→ **EXCERPTED TEXT**

--- start ---

Posted by sweens on July 26, 2010

Published on July 26th, 2010
OBJ Staff
Ottawa Business Journal

Around 84 per cent of small-business owners in Ottawa are happier owning and running their own business than being an employee, according to numbers released by the TD Small Business Happiness Index on Monday.

Overall happiness ranked at 27 per cent, placing owners in the city at the third-happiest in Canada — just behind Calgary (30 per cent) and Montreal (29 per cent).

“What the TD Small Business Happiness Index demonstrates is that small business owners enjoy a sense of control and freedom that they don’t generally realize when working for someone else,” stated Alec Morley, senior vice-president of small business banking at TD Canada Trust.

“Despite the recent economic downturn and the ongoing challenges of managing and growing a business, the personal satisfaction small business owners report illustrates one of the key advantages of owning your own company.”

According to TD, the following factors contributed to small-business hapiness:

– Pride and accomplishment from owning your own business (93 per cent);
– Volunteering or donating money to local charities or sports teams (93 per cent);
– Feeling a “deep personal connection” to employees and customers (85 per cent).

--- end ---

→ **PROVIDED DATA**
--- start ---

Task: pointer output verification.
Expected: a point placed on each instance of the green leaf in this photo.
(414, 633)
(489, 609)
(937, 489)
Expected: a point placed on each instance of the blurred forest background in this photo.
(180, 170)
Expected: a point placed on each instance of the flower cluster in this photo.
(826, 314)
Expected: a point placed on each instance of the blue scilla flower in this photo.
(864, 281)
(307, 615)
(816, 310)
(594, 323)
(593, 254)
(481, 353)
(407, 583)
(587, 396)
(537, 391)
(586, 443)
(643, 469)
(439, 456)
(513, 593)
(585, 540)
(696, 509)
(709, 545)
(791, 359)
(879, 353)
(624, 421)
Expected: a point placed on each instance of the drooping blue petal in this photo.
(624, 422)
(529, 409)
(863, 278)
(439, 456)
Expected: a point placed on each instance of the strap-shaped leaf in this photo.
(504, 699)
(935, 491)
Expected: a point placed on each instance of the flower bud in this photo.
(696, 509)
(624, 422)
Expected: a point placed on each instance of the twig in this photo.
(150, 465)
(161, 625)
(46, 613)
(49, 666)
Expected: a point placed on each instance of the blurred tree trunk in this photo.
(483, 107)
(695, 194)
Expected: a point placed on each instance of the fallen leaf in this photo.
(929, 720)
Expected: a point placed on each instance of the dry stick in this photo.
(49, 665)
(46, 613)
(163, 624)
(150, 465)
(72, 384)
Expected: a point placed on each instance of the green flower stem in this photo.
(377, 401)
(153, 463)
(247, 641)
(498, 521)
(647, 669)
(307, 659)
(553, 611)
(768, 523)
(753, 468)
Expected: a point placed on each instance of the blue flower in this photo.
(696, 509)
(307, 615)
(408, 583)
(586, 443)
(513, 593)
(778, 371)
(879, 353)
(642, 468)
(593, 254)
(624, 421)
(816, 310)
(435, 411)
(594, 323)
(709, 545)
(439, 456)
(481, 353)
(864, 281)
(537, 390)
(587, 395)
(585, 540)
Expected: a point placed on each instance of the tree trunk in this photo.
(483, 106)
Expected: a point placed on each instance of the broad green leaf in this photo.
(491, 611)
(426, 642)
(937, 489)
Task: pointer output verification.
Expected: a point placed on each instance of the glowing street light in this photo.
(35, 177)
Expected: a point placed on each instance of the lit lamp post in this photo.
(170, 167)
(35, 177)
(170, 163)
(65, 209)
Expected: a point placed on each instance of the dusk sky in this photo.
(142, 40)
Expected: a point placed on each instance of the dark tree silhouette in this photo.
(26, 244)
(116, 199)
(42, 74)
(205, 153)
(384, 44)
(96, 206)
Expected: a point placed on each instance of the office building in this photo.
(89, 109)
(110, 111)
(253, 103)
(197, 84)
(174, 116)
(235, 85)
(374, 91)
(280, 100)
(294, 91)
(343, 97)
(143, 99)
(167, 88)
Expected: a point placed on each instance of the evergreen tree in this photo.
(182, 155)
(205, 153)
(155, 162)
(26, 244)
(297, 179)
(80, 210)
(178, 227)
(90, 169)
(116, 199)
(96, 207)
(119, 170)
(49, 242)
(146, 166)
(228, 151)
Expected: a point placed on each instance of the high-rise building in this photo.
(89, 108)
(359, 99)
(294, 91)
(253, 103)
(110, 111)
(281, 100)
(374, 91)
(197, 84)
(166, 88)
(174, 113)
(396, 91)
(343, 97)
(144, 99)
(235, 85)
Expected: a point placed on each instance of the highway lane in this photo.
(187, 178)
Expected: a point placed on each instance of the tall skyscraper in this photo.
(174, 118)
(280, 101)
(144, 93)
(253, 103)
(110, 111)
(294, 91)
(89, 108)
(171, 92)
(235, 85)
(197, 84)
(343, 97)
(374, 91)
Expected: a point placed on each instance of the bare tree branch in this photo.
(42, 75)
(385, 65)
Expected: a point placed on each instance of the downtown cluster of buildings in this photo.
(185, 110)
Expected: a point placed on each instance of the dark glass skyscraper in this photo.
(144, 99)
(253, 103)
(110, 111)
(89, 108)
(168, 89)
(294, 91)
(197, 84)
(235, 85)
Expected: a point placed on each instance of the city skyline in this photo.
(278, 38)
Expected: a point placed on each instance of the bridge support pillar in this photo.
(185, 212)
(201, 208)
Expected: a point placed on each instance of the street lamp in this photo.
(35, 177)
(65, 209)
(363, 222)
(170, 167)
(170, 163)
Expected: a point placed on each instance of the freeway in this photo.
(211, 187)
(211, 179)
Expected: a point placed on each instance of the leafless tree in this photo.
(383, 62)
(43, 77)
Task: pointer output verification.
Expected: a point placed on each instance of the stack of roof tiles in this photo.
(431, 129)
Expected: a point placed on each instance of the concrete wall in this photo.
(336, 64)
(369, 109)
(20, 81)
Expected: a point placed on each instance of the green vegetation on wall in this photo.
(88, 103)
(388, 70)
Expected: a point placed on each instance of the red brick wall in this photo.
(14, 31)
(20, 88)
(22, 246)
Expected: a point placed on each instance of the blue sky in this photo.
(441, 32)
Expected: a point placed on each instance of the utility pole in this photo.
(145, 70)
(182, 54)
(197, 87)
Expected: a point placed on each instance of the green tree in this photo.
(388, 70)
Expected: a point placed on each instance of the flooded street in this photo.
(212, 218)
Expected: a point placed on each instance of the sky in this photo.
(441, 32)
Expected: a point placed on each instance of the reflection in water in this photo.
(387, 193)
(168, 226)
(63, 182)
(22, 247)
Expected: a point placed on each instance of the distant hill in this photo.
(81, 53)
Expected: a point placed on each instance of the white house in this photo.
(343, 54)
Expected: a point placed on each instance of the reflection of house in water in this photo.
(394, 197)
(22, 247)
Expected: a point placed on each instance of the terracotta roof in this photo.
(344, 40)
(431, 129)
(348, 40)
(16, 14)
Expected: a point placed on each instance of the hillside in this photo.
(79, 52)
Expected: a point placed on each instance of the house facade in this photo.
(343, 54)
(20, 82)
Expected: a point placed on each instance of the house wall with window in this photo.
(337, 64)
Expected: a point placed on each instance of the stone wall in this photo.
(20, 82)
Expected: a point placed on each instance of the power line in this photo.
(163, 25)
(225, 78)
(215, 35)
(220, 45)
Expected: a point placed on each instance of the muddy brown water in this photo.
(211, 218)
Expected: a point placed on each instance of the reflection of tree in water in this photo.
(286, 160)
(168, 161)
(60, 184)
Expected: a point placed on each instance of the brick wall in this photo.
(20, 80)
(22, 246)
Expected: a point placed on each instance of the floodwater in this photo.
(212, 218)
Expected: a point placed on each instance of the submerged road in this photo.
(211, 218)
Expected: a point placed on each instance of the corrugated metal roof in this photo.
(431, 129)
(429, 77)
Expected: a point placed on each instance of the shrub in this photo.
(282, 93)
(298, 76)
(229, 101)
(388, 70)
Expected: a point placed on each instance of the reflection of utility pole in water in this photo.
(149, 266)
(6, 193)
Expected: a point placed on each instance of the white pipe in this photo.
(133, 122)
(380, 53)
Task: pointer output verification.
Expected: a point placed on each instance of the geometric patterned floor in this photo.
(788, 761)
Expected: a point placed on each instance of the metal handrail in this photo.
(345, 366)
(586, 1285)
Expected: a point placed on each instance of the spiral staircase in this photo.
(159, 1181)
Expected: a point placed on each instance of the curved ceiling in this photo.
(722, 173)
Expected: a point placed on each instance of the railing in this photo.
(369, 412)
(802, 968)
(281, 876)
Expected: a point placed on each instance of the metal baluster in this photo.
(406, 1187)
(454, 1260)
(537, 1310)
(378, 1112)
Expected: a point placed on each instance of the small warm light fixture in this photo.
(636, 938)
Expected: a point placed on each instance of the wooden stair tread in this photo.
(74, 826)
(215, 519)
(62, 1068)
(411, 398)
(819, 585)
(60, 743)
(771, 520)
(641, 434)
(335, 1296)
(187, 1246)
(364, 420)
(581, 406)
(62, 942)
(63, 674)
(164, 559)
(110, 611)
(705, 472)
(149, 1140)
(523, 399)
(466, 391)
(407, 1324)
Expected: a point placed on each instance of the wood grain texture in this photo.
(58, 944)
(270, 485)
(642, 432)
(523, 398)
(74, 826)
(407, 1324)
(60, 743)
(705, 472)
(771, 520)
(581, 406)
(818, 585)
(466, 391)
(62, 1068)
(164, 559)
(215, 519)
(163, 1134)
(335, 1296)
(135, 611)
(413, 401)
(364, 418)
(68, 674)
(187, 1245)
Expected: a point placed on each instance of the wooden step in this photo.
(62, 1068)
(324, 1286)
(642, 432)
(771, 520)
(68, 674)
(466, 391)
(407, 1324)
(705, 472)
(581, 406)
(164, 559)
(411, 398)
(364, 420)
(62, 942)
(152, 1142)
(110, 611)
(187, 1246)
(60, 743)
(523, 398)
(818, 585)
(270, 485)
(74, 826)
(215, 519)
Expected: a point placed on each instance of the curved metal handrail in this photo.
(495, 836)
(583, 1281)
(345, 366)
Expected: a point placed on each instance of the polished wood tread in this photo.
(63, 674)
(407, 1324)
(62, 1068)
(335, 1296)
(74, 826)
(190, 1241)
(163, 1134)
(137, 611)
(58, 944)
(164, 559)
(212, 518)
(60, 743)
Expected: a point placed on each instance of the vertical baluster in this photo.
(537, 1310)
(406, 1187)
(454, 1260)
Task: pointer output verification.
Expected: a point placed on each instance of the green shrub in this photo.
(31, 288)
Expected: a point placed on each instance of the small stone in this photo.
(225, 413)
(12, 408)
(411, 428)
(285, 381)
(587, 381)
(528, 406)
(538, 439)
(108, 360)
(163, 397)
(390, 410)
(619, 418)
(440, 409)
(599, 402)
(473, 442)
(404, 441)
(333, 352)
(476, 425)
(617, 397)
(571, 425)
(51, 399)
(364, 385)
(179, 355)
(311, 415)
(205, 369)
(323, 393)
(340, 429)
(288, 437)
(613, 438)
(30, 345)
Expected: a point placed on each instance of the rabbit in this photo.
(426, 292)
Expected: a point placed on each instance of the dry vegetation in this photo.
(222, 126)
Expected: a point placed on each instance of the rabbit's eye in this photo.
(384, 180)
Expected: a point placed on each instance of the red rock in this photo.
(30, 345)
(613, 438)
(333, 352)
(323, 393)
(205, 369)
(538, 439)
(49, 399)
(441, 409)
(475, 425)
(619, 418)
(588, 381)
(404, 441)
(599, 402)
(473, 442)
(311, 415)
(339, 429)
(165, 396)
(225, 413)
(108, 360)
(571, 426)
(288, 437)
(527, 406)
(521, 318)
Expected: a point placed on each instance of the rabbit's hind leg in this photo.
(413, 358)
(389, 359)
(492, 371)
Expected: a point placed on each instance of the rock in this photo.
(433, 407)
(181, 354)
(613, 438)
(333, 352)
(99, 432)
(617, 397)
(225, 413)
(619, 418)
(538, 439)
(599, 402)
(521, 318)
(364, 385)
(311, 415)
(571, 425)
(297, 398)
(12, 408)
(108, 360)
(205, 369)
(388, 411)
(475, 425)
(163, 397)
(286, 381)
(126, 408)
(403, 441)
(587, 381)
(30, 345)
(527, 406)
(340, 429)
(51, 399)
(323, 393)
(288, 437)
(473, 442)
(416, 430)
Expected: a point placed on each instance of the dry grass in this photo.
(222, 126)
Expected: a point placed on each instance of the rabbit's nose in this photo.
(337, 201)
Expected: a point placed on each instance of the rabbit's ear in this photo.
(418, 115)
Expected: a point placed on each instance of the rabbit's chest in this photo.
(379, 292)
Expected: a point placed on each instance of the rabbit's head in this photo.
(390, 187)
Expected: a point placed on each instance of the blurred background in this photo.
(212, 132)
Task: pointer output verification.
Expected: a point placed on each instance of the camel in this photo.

--- end ---

→ **SET EXERCISE**
Continue the article on small-business owners' happiness in Ottawa, starting right after its last listed factor.

→ **RIGHT ANSWER**
Other benefits included being your own boss and setting your own schedule, although long hours were a staple of business — at an average of 50.4 hours a week, among the top three in North American cities surveyed. Forty-three per cent of owners worked more than 60 hours a week.

“Small business owners tell us that owning a business has many advantages, despite the day-to-day challenges that come with running a company like red tape, property taxes and attracting and retaining talent,” stated Morley. 

The survey was conducted by Environics Research, and polled 1,213 small-business owners across the continent between May 13 and June 15. That included 101 small business owners in Ottawa.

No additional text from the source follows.